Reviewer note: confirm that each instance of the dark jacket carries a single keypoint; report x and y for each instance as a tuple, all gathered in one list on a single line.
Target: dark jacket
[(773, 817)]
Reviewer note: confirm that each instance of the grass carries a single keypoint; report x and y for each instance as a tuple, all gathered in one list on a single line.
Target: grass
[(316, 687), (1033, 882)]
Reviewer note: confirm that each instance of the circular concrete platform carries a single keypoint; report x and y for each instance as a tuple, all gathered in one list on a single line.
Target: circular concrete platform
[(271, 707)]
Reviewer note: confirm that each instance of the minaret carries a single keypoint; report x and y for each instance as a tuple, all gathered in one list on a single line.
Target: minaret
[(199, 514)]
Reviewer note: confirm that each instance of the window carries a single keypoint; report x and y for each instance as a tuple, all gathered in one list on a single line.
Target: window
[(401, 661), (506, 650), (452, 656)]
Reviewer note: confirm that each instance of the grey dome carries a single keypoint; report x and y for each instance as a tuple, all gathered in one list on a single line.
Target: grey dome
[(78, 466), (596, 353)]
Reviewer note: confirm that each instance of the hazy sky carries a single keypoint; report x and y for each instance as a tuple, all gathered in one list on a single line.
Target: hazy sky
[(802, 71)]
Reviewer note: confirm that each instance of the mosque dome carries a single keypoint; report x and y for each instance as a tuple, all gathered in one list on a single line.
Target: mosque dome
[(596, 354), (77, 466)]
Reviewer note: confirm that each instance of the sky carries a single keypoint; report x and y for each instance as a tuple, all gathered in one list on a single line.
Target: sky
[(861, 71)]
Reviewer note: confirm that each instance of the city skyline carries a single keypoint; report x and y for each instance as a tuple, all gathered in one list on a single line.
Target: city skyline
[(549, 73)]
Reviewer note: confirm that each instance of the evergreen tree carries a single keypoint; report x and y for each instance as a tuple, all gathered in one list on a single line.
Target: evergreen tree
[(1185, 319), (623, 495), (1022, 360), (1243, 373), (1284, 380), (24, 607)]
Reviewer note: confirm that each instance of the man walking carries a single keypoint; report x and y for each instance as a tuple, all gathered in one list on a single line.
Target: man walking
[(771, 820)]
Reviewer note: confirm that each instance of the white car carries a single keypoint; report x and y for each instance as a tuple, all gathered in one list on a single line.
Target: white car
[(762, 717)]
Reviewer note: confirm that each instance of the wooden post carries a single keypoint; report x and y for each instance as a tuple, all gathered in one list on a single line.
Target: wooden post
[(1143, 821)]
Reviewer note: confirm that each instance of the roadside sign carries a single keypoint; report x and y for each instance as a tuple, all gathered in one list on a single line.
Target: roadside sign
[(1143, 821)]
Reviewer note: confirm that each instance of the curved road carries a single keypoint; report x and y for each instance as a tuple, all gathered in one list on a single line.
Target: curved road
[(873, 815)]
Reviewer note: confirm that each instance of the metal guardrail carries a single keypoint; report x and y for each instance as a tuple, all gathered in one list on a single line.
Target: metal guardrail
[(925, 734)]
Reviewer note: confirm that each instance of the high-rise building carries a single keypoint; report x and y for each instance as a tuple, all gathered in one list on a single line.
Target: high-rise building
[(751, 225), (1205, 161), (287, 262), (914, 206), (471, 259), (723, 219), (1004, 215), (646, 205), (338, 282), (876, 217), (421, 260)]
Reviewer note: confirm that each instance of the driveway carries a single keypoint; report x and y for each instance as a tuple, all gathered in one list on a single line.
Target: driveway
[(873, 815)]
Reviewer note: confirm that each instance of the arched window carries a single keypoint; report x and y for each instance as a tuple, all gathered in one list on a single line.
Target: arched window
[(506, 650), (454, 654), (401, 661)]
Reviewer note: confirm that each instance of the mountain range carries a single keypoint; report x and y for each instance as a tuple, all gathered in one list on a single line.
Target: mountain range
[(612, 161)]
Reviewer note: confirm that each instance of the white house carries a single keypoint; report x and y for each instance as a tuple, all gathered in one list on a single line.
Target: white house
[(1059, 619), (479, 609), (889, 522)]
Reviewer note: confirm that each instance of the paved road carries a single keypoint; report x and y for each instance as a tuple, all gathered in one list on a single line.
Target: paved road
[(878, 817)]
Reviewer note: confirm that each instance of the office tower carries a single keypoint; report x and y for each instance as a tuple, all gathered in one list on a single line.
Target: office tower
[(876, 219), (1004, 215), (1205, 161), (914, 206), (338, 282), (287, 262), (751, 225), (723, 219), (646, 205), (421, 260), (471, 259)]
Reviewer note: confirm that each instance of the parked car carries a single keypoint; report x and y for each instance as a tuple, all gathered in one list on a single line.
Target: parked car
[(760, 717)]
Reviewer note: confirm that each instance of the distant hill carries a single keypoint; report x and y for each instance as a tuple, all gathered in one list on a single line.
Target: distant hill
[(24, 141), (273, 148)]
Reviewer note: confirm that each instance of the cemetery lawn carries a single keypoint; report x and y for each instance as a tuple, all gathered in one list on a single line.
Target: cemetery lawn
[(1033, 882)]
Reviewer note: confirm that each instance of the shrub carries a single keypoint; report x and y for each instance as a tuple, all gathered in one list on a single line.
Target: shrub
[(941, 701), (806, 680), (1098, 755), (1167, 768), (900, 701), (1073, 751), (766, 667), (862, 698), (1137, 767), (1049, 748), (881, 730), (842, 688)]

(WORK ORDER) Please copy out the records exactly as they appear.

(TASK ANSWER)
Reviewer note: confirm that each instance of the dark jacket carries a single keypoint; report x and y for each instance as a tuple, all gathered in one list on a single line.
Target: dark jacket
[(773, 817)]
Reviewer note: confirm that each instance of the grass carries a single keypoint; report x and y for each instance as a tuple, all gathered in one list on a single line.
Target: grass
[(316, 687), (1033, 882)]
Reviewer note: confirm that each instance of the circular concrete platform carries a single keypoint; report x and y for each instance as a tuple, all gathered in one list on a single line.
Target: circular concrete platform
[(271, 707)]
Reviewer note: confirm that each instance of the minaret carries a single keypoint; report x and y for each instance as a tuple, all gathered in one list on a single line.
Target: minaret
[(199, 514)]
Reviewer note: confirm that each instance of the window carries a single keypoint; report x and y for each instance as a tuple, all gathered in one list on a single line.
Target: window
[(401, 661), (506, 650), (452, 656)]
Reviewer note: confirm that each instance of the grey dome carries a single keypoint; report x and y for each instance as a tuple, all gathered in one list on a single line.
Target: grey dome
[(78, 466), (596, 353)]
Reviewer note: confirm that each instance of the hazy sky carries a single keypoint; report x and y for each instance as a tuple, all gathered in one list on a single line.
Target: hazy sky
[(802, 71)]
Reviewer note: confirm that each instance of the mosque dome carries a single keypoint; report x and y for each instance as a tuple, all gathered in one list on a single line.
Target: mosque dome
[(596, 354), (77, 466)]
Reviewer note: confirm that each instance of the sky carries a single keypoint; report x and y for each instance as a tuple, all gathered in one list on a single line.
Target: sky
[(861, 71)]
Reviewer note: confirm that each instance of the city skyline carries a single keypoint; report x and y for each instance as a tuple, all gathered in one list on a single line.
Target: city skyline
[(549, 73)]
Reviewer note: confirm that each instance of the evergreen tree carries a single keypoint; report x and y for each instance as a tuple, all gathered in one list on a single line.
Target: evergreen tree
[(1185, 319), (623, 495), (1022, 360), (1243, 373), (1284, 380), (24, 607)]
Reviewer note: confirm that each instance of the man walking carries a single keypoint; report x and y for each instance as a tuple, all gathered in one list on a single line.
Target: man walking
[(771, 820)]
Reviewer note: confirm that each instance of the white car carries a single keypoint; report x and y for each instance as a tuple, all gathered in one list on a single line.
Target: white car
[(762, 717)]
Reviewer note: confirm that each instance of the wooden post carries a single keypoint; report x and y for each instance as a tuple, all gathered in one list on a single line.
Target: wooden post
[(1143, 821)]
Reviewer note: confirm that each instance of the roadside sign carries a single keypoint; report x and y for each instance as a tuple, all gathered in one list on a single line.
Target: roadside sign
[(1143, 821)]
Reviewer note: confirm that each instance of the curved road carries a single keypoint; report x and y for each instance as a tuple, all gathered in one list on a single line.
Target: curved road
[(873, 815)]
Reviewer note: confirm that each instance of the metal guardrail carries a single keypoint; report x and y for each instance as a tuple, all gathered in one list on a single line.
Target: metal guardrail
[(925, 734)]
Reviewer note: confirm that each instance of the high-rise building carries a single keypoint; report x and y for each instance as a tuple, all gathered in one list on a single line.
Target: high-rise building
[(751, 225), (1205, 161), (287, 262), (914, 206), (471, 259), (723, 219), (1004, 215), (646, 205), (338, 282), (876, 217), (421, 260)]
Reviewer note: confirm that each instance of the driveway carries a single keypoint; report x and y for each instance as a tuple, all gathered in one list on a single line.
Target: driveway
[(873, 815)]
Reviewer note: confirm that each instance of the arched window carries a single keypoint; report x and y for each instance as a tuple, all gathered in one list on a single line.
Target: arched window
[(506, 650), (454, 654), (401, 661)]
Reviewer note: confirm that each instance of the mountain range carries a single keypoint; report x and y for each instance as a tuple, all gathered in one list on a single line.
Target: mountain range
[(612, 161)]
Reviewer note: confirm that each instance of the white house carries a single keypoint; report x and y for each instance as a tuple, all gathered in one list on a single line.
Target: white house
[(1059, 619), (479, 609), (889, 522)]
Reviewer note: confirm that each instance of the paved road carries a single keypoint; report x and y for each instance as a tuple, all gathered in one list on a single line.
Target: paved road
[(878, 817)]
Reviewer note: confirm that each instance of the office tower carries a single keypoint; report x and y for each instance as a tuple, all gathered in one list on a single line.
Target: office tower
[(876, 219), (1004, 215), (1205, 161), (914, 206), (338, 282), (287, 262), (751, 225), (723, 219), (646, 205), (421, 260), (471, 259)]
Reviewer note: confirm that each instance of the parked car carries a single keypoint; report x and y for each instance as a tuple, all gathered in one list on a single line.
Target: parked car
[(760, 717)]
Reviewer note: confirm that each instance of the distant hill carries a single keypoint; report x and y for each instance as a tuple, all gathered in one list on a single line.
Target: distant hill
[(24, 141), (273, 148)]
Reviewer note: confirm that each instance of the cemetery lawn carries a single keypoint; report x and y for each instance as a tuple, all gathered in one list on a single line.
Target: cemetery lawn
[(1033, 882)]
Reviewer note: confirm that each instance of the shrub carries a single keypoint; report x and y for each instance as a tuple, all gathered in one list on a single line.
Target: shrub
[(941, 701), (806, 680), (1098, 755), (1167, 768), (900, 701), (1073, 751), (766, 667), (862, 698), (1137, 767), (1049, 748), (881, 730), (842, 688)]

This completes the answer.